PROBLEM DESCRIPTION
Write out, word for word, only the lines from the one containing "the woman's bare" through the final line of the data.

[Records]
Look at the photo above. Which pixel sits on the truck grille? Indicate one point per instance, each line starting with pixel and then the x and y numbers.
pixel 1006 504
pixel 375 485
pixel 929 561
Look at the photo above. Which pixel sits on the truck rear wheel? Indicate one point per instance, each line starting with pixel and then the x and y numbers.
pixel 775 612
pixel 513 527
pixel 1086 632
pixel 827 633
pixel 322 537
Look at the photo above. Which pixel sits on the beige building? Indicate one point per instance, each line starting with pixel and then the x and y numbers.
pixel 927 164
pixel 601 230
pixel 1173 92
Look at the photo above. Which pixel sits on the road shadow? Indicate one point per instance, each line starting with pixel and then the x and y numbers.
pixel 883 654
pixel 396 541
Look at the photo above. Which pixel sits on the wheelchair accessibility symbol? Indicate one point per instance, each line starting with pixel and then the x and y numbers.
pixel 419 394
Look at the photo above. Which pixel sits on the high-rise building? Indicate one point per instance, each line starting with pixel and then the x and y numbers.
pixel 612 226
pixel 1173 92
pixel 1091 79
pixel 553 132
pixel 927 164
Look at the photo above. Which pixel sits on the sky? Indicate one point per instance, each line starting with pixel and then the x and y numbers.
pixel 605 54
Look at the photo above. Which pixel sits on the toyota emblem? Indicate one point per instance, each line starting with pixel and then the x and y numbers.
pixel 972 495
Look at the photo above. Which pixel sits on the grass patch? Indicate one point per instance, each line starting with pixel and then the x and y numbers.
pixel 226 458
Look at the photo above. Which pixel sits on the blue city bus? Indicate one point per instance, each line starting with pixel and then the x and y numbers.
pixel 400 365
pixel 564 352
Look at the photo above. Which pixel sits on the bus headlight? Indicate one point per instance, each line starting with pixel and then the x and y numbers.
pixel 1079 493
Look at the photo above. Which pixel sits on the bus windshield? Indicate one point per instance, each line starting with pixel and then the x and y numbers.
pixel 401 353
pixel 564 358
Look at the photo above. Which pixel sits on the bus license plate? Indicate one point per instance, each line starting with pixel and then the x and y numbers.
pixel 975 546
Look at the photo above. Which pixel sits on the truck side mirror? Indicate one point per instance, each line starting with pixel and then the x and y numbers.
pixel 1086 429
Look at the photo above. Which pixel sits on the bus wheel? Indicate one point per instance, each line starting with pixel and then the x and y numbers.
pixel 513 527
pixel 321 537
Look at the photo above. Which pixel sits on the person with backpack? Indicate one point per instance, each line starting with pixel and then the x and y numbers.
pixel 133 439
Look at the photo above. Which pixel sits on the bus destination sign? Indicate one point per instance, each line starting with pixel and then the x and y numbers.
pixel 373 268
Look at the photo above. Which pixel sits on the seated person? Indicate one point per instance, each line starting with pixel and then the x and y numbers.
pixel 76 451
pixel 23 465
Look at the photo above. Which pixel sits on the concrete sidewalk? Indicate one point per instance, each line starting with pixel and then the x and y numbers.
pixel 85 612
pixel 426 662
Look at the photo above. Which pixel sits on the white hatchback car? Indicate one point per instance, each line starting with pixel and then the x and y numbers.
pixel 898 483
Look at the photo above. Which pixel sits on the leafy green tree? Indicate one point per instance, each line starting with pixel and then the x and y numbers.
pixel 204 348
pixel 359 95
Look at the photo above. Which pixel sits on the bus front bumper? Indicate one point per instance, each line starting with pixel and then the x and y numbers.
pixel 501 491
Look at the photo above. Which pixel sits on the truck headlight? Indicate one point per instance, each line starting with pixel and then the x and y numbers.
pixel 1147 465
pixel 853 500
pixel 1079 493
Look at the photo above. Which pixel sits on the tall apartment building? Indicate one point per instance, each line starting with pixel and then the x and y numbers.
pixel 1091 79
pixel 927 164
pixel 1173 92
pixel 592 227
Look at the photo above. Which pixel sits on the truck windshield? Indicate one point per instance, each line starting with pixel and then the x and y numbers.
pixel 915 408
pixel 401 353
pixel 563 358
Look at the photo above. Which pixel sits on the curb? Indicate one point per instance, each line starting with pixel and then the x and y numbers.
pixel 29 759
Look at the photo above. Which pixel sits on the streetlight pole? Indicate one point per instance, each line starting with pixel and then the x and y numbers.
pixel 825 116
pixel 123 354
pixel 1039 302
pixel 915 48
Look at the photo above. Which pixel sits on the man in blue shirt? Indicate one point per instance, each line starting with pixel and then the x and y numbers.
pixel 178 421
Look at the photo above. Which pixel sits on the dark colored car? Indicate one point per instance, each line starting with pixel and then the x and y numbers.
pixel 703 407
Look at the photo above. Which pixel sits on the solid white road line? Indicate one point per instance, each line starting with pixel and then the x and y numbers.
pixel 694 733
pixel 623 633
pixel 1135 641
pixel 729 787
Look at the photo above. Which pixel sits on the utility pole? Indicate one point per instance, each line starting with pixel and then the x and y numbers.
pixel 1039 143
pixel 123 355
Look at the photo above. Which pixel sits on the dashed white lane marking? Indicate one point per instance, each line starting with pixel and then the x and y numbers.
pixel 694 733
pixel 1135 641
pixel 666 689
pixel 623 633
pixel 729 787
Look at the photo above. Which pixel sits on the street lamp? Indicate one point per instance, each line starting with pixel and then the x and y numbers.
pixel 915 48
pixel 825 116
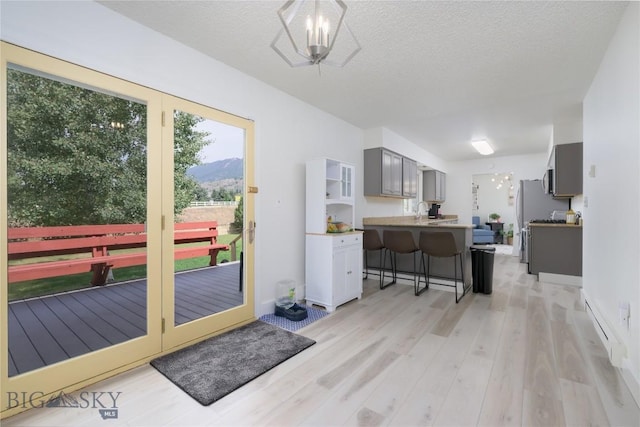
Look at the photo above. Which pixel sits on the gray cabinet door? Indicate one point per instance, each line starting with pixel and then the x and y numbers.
pixel 434 186
pixel 567 174
pixel 382 173
pixel 409 177
pixel 391 173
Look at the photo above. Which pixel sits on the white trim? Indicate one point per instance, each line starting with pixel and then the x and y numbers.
pixel 616 350
pixel 560 279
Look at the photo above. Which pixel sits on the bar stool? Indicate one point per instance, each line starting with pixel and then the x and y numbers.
pixel 440 244
pixel 371 242
pixel 398 242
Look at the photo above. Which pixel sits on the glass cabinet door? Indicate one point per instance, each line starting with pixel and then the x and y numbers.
pixel 346 182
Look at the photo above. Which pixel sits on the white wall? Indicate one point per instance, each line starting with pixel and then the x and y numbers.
pixel 460 177
pixel 382 137
pixel 288 131
pixel 611 116
pixel 492 199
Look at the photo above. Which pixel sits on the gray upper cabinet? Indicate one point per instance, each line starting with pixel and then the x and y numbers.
pixel 434 186
pixel 409 178
pixel 383 174
pixel 567 171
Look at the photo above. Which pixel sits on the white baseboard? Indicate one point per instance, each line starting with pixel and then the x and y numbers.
pixel 616 349
pixel 630 378
pixel 560 279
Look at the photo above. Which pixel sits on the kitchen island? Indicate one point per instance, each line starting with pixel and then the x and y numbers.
pixel 441 268
pixel 555 249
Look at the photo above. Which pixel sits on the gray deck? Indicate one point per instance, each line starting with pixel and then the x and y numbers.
pixel 49 329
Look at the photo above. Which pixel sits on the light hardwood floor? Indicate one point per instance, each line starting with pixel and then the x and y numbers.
pixel 525 355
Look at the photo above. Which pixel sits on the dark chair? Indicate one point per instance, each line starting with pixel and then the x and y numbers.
pixel 398 242
pixel 440 244
pixel 371 242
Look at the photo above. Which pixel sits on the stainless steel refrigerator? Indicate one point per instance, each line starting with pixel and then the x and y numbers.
pixel 532 202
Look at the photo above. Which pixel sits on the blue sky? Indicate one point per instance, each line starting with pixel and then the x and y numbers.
pixel 225 141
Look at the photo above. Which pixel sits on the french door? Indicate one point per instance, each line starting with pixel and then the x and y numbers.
pixel 81 151
pixel 207 299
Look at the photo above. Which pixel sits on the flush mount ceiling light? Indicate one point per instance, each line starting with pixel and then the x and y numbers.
pixel 482 146
pixel 312 27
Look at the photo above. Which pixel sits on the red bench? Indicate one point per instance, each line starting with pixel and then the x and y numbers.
pixel 97 242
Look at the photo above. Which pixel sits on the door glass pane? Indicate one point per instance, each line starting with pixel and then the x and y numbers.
pixel 77 179
pixel 208 238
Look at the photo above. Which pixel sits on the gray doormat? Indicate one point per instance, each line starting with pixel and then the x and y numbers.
pixel 215 367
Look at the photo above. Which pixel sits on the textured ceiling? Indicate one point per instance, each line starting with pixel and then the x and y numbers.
pixel 437 73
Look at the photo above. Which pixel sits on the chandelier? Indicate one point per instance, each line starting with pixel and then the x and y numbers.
pixel 309 27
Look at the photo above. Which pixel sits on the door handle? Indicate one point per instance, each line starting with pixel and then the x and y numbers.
pixel 251 231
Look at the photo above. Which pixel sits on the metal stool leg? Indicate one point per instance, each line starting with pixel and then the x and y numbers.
pixel 393 270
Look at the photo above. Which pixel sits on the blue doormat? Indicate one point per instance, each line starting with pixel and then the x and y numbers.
pixel 313 314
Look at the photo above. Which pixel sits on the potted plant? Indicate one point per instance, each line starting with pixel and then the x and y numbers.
pixel 508 234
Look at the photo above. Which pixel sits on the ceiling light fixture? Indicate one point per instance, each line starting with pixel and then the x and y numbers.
pixel 482 146
pixel 309 29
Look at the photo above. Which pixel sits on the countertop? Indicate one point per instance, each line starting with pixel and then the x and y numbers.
pixel 542 224
pixel 411 221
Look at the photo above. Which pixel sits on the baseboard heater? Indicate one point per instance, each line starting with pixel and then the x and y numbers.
pixel 617 352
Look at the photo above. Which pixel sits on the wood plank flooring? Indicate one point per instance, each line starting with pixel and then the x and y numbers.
pixel 525 355
pixel 49 329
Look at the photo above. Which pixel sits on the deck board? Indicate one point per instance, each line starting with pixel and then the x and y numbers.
pixel 49 329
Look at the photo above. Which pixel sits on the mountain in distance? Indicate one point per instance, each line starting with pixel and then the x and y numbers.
pixel 218 170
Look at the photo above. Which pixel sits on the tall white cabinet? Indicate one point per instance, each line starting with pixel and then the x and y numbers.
pixel 333 261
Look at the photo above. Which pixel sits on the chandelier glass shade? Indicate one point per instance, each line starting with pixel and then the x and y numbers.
pixel 312 28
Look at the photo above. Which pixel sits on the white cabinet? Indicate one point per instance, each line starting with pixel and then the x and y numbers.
pixel 333 266
pixel 329 193
pixel 333 261
pixel 434 186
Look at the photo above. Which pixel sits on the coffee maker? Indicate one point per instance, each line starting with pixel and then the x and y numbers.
pixel 434 210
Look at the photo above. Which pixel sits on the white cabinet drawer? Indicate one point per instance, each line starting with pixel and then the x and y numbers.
pixel 347 240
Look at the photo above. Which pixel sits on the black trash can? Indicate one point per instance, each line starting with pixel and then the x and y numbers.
pixel 482 268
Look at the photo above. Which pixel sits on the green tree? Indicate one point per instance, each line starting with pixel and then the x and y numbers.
pixel 201 194
pixel 77 156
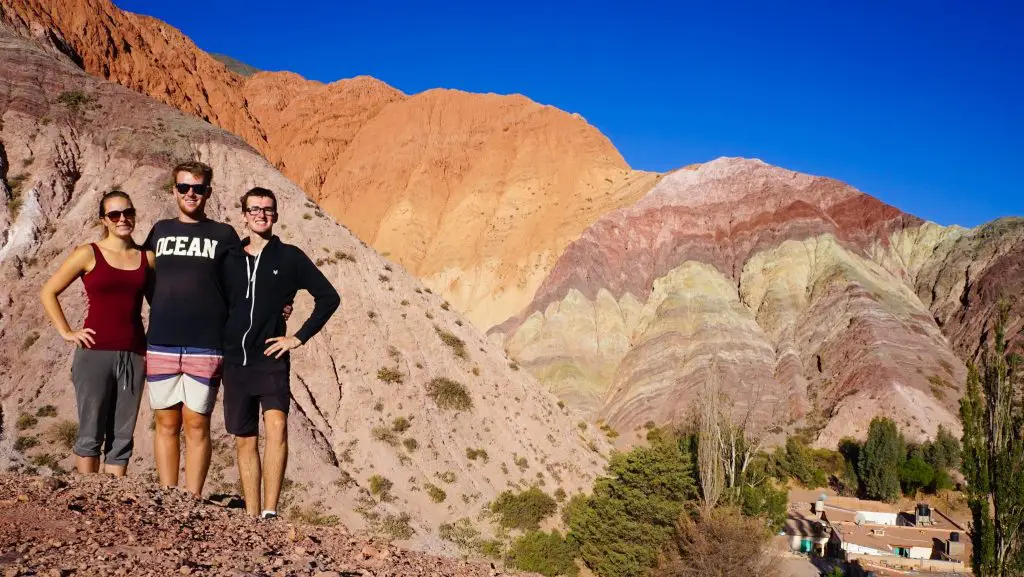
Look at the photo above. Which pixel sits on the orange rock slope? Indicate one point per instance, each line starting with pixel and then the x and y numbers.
pixel 476 194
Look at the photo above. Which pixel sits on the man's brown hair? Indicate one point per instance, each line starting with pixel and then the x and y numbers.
pixel 196 168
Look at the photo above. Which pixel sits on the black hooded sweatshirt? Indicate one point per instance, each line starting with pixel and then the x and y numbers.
pixel 259 287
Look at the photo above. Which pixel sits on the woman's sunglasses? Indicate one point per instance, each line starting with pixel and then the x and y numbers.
pixel 200 190
pixel 116 215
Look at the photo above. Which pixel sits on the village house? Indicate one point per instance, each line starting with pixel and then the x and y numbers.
pixel 923 539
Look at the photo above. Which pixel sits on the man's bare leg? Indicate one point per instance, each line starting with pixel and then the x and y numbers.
pixel 166 446
pixel 198 449
pixel 274 456
pixel 249 471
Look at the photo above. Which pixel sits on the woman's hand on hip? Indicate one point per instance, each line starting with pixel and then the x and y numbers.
pixel 83 337
pixel 281 344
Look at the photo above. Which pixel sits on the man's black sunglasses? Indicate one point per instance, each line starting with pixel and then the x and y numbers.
pixel 116 215
pixel 182 189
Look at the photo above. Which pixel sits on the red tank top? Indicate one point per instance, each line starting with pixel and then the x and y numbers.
pixel 116 304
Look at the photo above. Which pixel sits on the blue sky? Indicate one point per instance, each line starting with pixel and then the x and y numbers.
pixel 920 104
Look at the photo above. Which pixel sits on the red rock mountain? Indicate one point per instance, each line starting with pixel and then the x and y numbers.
pixel 475 194
pixel 820 305
pixel 361 387
pixel 816 305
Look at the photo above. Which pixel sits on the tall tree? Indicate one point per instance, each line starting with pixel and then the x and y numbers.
pixel 992 413
pixel 881 458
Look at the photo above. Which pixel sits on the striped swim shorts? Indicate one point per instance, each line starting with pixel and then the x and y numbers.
pixel 187 375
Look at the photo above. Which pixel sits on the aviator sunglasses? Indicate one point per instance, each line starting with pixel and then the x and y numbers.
pixel 182 189
pixel 116 215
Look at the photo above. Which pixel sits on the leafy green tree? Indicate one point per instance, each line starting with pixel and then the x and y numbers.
pixel 523 510
pixel 881 458
pixel 547 553
pixel 796 460
pixel 992 414
pixel 767 501
pixel 915 475
pixel 944 452
pixel 622 528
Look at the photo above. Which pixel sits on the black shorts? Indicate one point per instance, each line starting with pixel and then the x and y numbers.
pixel 247 388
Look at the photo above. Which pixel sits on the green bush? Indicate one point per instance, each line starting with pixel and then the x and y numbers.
pixel 547 553
pixel 473 454
pixel 455 343
pixel 47 411
pixel 400 424
pixel 389 375
pixel 450 395
pixel 65 433
pixel 915 475
pixel 380 487
pixel 797 461
pixel 523 510
pixel 385 435
pixel 23 444
pixel 624 526
pixel 26 420
pixel 436 494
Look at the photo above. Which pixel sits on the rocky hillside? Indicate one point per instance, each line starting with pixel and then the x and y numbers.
pixel 475 194
pixel 99 527
pixel 370 392
pixel 815 305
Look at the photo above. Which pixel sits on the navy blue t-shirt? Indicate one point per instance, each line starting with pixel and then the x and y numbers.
pixel 188 306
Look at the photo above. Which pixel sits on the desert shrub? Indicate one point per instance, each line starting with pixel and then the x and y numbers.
pixel 523 510
pixel 26 420
pixel 631 516
pixel 395 526
pixel 450 395
pixel 547 553
pixel 461 533
pixel 380 487
pixel 74 99
pixel 65 433
pixel 721 539
pixel 454 342
pixel 23 444
pixel 30 339
pixel 384 435
pixel 47 411
pixel 436 494
pixel 473 454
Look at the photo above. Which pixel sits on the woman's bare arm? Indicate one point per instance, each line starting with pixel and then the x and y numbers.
pixel 80 261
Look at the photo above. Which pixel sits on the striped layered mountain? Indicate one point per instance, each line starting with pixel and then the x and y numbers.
pixel 811 305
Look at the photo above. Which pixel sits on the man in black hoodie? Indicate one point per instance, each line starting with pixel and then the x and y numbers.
pixel 261 277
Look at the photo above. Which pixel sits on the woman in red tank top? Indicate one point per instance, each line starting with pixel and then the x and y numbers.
pixel 109 367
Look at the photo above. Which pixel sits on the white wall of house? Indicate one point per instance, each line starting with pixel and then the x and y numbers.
pixel 921 552
pixel 876 518
pixel 861 549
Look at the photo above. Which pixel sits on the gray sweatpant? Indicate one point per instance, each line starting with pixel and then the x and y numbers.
pixel 109 388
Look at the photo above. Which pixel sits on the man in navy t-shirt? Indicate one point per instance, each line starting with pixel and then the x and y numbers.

ANSWER BELOW
Look at the photo above. Which pixel sits on the woman's bare arm? Indicate one point per instance, each line starting with pixel and then the x and y numbers.
pixel 80 261
Look at the photo above. Which pixel sits on the striped layered mountain? Indicate one point per instance, each line starting with pixel and then the x and y numbers.
pixel 811 305
Look at the photo above. Which pixel sits on the man in black hoodie? Indicate one point per instance, each line starting with pixel and then the x and y numbers.
pixel 261 277
Look at the photo above. Which pixel sits on the woman in red tank top? Indicate one point per instance, each line starting with pixel and then the x and y numbers.
pixel 109 367
Look at the photo above. Which pixel sits on the white wall of house? Indicate one point per instance, each line starting with pixel and then the x and y numbers.
pixel 921 552
pixel 876 518
pixel 861 549
Look at the photo above. Which pixel sits on the gray sweatpant? Indicate one point per instance, each line starting with pixel and then the x and y numbers.
pixel 109 388
Look at the photo above. Which pixel sits on the man in navy t-shirt? Indicate one point per instance, each line starting with pixel and then the x and y numbers.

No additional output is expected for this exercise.